__Work to complete__
In the listing below, find the line with "Locate the framed", then repeat exactly every line from the top through that one.

__Dataset content__
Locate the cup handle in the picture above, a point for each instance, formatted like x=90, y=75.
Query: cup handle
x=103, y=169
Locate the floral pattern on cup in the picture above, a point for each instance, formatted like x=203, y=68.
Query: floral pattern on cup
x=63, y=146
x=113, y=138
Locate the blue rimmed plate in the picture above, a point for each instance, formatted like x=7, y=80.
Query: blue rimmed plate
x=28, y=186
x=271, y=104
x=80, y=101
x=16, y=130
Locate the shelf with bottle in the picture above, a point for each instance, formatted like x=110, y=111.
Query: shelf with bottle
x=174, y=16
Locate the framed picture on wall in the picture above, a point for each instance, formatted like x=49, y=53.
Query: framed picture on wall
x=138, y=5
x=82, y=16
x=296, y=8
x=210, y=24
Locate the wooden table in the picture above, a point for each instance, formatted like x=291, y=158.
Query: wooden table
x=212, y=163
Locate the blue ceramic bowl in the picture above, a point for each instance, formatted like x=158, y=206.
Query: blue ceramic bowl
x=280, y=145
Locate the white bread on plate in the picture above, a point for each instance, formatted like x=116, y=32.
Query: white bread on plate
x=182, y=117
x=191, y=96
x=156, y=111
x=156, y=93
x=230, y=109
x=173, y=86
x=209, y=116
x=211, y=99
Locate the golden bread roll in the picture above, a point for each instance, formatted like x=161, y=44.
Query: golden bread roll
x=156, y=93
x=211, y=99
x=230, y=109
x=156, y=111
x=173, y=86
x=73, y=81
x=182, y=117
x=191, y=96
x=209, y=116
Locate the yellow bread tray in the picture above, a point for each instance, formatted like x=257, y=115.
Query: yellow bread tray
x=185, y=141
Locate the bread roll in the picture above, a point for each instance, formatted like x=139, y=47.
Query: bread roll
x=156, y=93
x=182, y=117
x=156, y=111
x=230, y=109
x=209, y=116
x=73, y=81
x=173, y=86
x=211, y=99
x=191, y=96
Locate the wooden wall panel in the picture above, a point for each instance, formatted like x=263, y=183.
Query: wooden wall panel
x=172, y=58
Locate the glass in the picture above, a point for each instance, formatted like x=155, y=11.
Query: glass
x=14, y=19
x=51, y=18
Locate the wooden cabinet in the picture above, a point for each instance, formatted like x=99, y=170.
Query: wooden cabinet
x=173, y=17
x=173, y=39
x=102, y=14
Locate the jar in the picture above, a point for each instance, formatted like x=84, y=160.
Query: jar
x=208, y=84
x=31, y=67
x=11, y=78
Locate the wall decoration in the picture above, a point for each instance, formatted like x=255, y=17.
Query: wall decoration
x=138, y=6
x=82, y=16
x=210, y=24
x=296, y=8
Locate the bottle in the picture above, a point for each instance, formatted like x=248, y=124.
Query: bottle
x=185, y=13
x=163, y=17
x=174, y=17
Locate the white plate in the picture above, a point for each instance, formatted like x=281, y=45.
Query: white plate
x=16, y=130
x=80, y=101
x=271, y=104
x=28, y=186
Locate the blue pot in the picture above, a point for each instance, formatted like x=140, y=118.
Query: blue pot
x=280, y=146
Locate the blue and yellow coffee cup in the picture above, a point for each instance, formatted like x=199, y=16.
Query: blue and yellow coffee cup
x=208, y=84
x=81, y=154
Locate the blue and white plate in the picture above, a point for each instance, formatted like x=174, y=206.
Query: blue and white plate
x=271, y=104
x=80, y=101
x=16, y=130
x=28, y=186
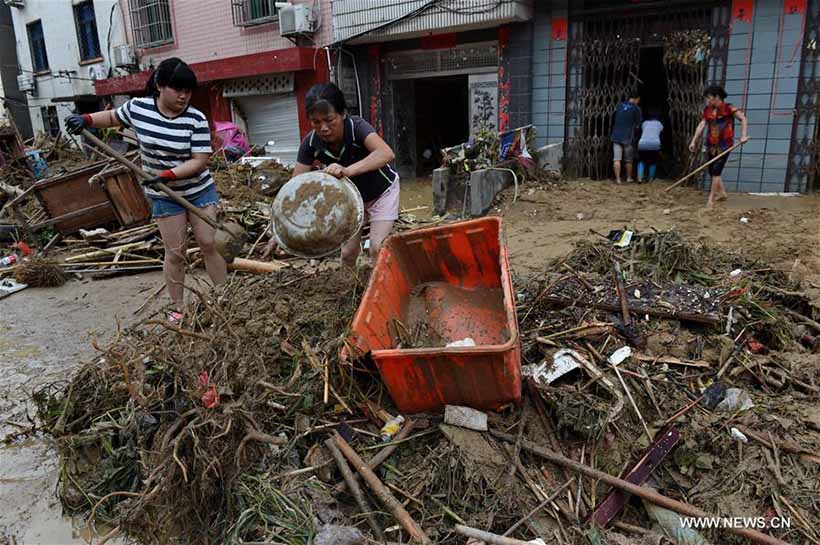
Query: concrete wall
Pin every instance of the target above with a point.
(63, 51)
(204, 31)
(762, 71)
(549, 73)
(17, 107)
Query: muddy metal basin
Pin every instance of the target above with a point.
(314, 214)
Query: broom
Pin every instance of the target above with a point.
(39, 272)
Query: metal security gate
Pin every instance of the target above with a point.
(804, 153)
(273, 118)
(604, 56)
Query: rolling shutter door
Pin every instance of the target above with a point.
(273, 117)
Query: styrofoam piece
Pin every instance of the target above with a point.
(465, 417)
(617, 357)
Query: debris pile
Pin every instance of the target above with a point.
(242, 424)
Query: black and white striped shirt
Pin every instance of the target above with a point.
(167, 142)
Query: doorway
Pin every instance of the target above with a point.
(654, 89)
(442, 119)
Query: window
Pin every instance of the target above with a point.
(51, 123)
(253, 12)
(151, 22)
(39, 59)
(86, 24)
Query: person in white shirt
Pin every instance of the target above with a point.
(649, 146)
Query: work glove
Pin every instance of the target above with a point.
(76, 123)
(164, 177)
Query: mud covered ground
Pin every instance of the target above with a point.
(45, 333)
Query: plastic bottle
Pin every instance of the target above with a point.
(391, 428)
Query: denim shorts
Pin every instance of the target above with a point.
(163, 208)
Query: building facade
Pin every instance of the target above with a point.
(428, 75)
(13, 103)
(62, 49)
(587, 54)
(249, 73)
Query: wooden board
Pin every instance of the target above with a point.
(127, 197)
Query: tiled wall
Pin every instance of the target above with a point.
(761, 78)
(549, 65)
(204, 31)
(519, 53)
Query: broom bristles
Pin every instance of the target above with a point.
(39, 272)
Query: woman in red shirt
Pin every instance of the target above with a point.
(719, 117)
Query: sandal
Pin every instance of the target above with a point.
(174, 317)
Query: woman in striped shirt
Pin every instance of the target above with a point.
(175, 144)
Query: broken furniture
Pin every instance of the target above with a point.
(74, 201)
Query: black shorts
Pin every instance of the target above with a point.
(716, 168)
(650, 157)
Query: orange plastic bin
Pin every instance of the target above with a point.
(454, 282)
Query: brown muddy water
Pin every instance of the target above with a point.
(44, 334)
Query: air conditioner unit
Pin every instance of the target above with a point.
(26, 83)
(98, 71)
(124, 55)
(295, 19)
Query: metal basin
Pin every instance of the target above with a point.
(314, 214)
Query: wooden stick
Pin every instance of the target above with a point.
(619, 285)
(487, 537)
(353, 486)
(540, 506)
(381, 491)
(805, 319)
(385, 453)
(703, 166)
(706, 319)
(640, 491)
(256, 267)
(632, 401)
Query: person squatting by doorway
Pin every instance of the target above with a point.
(719, 120)
(649, 146)
(625, 124)
(175, 145)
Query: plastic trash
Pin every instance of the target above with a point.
(563, 361)
(618, 357)
(735, 400)
(739, 435)
(713, 395)
(391, 428)
(331, 534)
(624, 240)
(467, 341)
(465, 417)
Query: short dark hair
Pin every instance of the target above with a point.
(173, 73)
(323, 96)
(715, 91)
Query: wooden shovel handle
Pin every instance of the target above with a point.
(703, 166)
(144, 175)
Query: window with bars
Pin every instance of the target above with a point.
(253, 12)
(151, 22)
(39, 58)
(51, 122)
(87, 35)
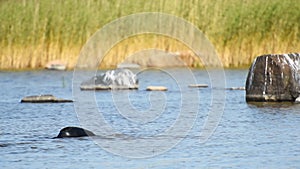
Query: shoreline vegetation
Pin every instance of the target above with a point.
(34, 32)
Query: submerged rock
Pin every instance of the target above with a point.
(198, 85)
(44, 99)
(274, 78)
(157, 88)
(112, 79)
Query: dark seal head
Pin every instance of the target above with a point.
(74, 132)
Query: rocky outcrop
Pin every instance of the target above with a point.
(44, 99)
(274, 77)
(112, 79)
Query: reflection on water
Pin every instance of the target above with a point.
(260, 135)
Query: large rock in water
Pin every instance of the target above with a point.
(112, 79)
(274, 78)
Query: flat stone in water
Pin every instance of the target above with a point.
(44, 99)
(156, 88)
(236, 88)
(198, 85)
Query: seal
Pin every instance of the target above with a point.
(74, 132)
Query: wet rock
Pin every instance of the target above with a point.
(112, 79)
(236, 88)
(198, 85)
(274, 77)
(44, 99)
(74, 132)
(156, 88)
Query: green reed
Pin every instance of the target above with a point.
(33, 32)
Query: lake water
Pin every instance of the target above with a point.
(179, 128)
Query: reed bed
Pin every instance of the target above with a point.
(33, 32)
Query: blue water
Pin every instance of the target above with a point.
(247, 135)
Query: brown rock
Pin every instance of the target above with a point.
(274, 77)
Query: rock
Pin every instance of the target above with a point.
(113, 79)
(198, 85)
(297, 100)
(236, 88)
(74, 132)
(274, 77)
(156, 88)
(56, 65)
(44, 99)
(126, 65)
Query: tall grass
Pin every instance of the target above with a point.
(33, 32)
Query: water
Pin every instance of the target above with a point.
(247, 135)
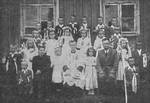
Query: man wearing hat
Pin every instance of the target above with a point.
(42, 73)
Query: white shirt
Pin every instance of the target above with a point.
(98, 43)
(139, 51)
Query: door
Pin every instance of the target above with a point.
(32, 14)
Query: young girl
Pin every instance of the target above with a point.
(66, 38)
(124, 53)
(51, 43)
(98, 42)
(132, 75)
(90, 71)
(57, 64)
(83, 43)
(30, 51)
(25, 79)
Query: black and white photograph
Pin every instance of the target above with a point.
(74, 51)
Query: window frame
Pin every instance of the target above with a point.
(136, 31)
(39, 16)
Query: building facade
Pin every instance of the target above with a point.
(19, 17)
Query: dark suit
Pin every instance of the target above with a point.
(129, 75)
(75, 31)
(42, 80)
(107, 65)
(58, 31)
(139, 63)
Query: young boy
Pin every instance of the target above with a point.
(25, 79)
(132, 75)
(98, 42)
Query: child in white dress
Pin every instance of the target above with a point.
(51, 43)
(79, 77)
(30, 51)
(57, 64)
(98, 45)
(124, 53)
(83, 43)
(90, 71)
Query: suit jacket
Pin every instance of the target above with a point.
(107, 61)
(58, 31)
(138, 58)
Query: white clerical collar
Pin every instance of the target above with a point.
(132, 68)
(61, 25)
(73, 23)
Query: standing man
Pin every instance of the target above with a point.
(42, 73)
(107, 65)
(59, 28)
(74, 28)
(140, 60)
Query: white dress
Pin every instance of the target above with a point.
(50, 47)
(29, 54)
(122, 63)
(91, 73)
(83, 45)
(57, 61)
(98, 44)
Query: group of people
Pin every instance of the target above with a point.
(72, 58)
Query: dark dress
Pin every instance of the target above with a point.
(42, 81)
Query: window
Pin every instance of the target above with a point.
(126, 16)
(36, 11)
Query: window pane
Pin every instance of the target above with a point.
(31, 16)
(47, 14)
(28, 30)
(39, 1)
(46, 1)
(128, 18)
(31, 1)
(110, 12)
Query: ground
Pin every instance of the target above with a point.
(143, 96)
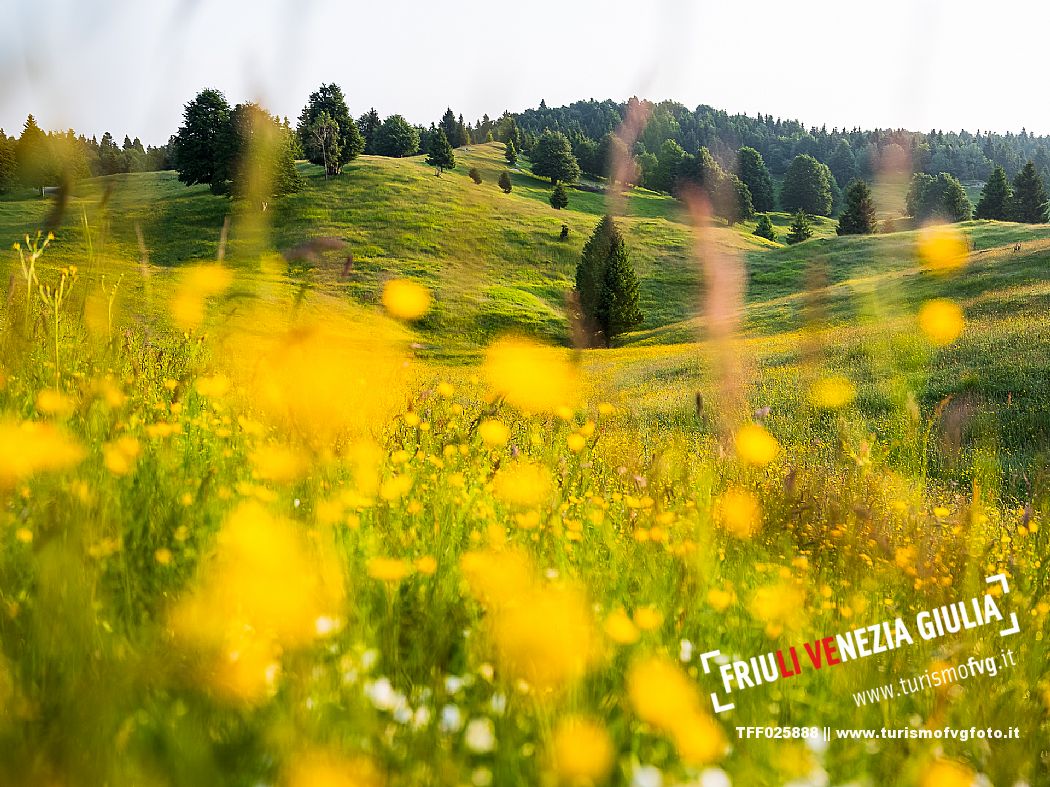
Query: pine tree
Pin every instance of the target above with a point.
(607, 289)
(957, 206)
(858, 218)
(32, 155)
(995, 197)
(764, 228)
(800, 229)
(552, 157)
(1029, 201)
(396, 137)
(7, 165)
(330, 99)
(440, 154)
(204, 148)
(620, 298)
(559, 197)
(753, 172)
(369, 124)
(807, 187)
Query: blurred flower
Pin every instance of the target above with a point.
(329, 769)
(278, 464)
(581, 750)
(389, 569)
(494, 432)
(523, 484)
(942, 321)
(664, 697)
(778, 607)
(738, 512)
(29, 447)
(119, 455)
(480, 736)
(832, 392)
(947, 773)
(942, 248)
(530, 376)
(50, 402)
(195, 285)
(261, 591)
(620, 628)
(755, 445)
(405, 299)
(648, 618)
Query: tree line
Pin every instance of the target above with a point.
(36, 158)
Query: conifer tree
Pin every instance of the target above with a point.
(440, 154)
(800, 229)
(1029, 201)
(995, 195)
(752, 170)
(607, 289)
(858, 218)
(559, 197)
(330, 99)
(552, 157)
(807, 187)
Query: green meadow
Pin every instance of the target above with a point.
(504, 588)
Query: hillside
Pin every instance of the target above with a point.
(293, 527)
(496, 264)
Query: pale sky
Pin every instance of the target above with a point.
(128, 66)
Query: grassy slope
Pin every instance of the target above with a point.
(496, 264)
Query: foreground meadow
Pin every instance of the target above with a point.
(261, 529)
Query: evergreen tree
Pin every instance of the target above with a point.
(843, 163)
(559, 197)
(1029, 201)
(614, 156)
(396, 137)
(369, 124)
(32, 155)
(450, 127)
(261, 157)
(620, 296)
(806, 187)
(918, 201)
(957, 206)
(440, 153)
(330, 99)
(751, 169)
(322, 142)
(111, 158)
(607, 290)
(205, 145)
(995, 196)
(858, 218)
(800, 229)
(764, 228)
(7, 163)
(462, 132)
(552, 157)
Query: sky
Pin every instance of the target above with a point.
(129, 66)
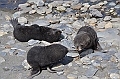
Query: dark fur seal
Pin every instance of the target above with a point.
(86, 38)
(25, 33)
(40, 57)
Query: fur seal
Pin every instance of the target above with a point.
(86, 38)
(25, 33)
(41, 57)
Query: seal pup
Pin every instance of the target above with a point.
(41, 57)
(86, 38)
(25, 33)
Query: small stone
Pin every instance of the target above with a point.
(6, 69)
(23, 5)
(2, 53)
(71, 76)
(22, 20)
(85, 60)
(91, 72)
(95, 77)
(38, 2)
(41, 11)
(108, 25)
(78, 24)
(76, 7)
(101, 24)
(32, 11)
(114, 76)
(26, 65)
(96, 13)
(41, 22)
(74, 54)
(60, 73)
(82, 77)
(61, 8)
(2, 60)
(2, 33)
(21, 52)
(107, 18)
(11, 42)
(112, 4)
(96, 63)
(32, 42)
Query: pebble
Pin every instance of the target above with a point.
(108, 25)
(26, 65)
(2, 60)
(114, 76)
(2, 53)
(71, 76)
(91, 72)
(107, 18)
(32, 42)
(61, 8)
(22, 20)
(41, 22)
(82, 77)
(96, 13)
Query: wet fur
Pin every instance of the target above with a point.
(41, 57)
(25, 33)
(86, 38)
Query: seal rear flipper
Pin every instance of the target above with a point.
(34, 73)
(52, 70)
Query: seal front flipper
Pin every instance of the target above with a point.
(53, 71)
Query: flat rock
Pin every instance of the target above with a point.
(32, 42)
(2, 60)
(22, 20)
(96, 13)
(41, 22)
(71, 76)
(91, 72)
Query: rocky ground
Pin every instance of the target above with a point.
(68, 16)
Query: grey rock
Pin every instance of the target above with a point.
(112, 4)
(32, 42)
(41, 10)
(71, 76)
(11, 42)
(61, 8)
(96, 13)
(85, 60)
(78, 24)
(82, 77)
(67, 43)
(21, 52)
(96, 63)
(41, 22)
(117, 6)
(91, 72)
(2, 60)
(107, 18)
(22, 20)
(72, 54)
(104, 56)
(37, 2)
(114, 76)
(3, 53)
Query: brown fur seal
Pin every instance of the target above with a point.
(40, 57)
(86, 38)
(25, 33)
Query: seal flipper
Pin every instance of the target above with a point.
(52, 70)
(15, 23)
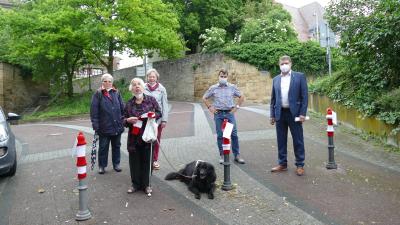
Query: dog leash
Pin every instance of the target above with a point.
(169, 163)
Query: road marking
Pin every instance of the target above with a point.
(43, 156)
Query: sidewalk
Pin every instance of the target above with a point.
(365, 189)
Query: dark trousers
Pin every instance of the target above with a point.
(157, 144)
(296, 129)
(140, 166)
(104, 145)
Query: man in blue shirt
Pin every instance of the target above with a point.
(289, 99)
(224, 107)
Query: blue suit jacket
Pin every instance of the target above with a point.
(298, 96)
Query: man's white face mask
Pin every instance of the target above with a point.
(285, 68)
(223, 80)
(140, 95)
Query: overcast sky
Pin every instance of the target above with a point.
(299, 3)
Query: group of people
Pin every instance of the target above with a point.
(109, 116)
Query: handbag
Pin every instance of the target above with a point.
(150, 131)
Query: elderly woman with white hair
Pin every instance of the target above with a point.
(139, 151)
(154, 88)
(106, 114)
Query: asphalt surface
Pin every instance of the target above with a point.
(365, 189)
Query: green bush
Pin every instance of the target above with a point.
(360, 94)
(78, 105)
(389, 106)
(307, 57)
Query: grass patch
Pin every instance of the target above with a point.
(78, 105)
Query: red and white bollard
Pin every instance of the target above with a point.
(226, 147)
(80, 151)
(330, 132)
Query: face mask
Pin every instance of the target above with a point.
(140, 96)
(223, 80)
(285, 68)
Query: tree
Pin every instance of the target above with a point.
(369, 32)
(136, 25)
(195, 16)
(52, 36)
(42, 36)
(265, 21)
(213, 40)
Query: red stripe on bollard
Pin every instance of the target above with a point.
(81, 161)
(81, 176)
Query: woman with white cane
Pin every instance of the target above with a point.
(140, 110)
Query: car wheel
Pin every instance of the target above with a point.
(13, 169)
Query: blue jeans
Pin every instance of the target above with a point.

__Output of the task__
Locate the cup handle in the picture above, a point for each instance, formatted like x=90, y=75.
Query: cup handle
x=103, y=169
Locate the floral pattern on cup in the picture above, a point for each instance, formatted like x=203, y=68.
Query: floral pattern on cup
x=63, y=146
x=113, y=138
Locate the blue rimmed plate in the picture above, a point for each instance, formatted like x=7, y=80.
Query: blue rimmed plate
x=28, y=186
x=271, y=104
x=80, y=101
x=16, y=130
Locate the shelf with bottle in the picture above, a point for each instance, formatted like x=110, y=111.
Query: shelf with bottle
x=174, y=16
Locate the framed picture on wall in the picture above, a point for each instance, formatted like x=49, y=53.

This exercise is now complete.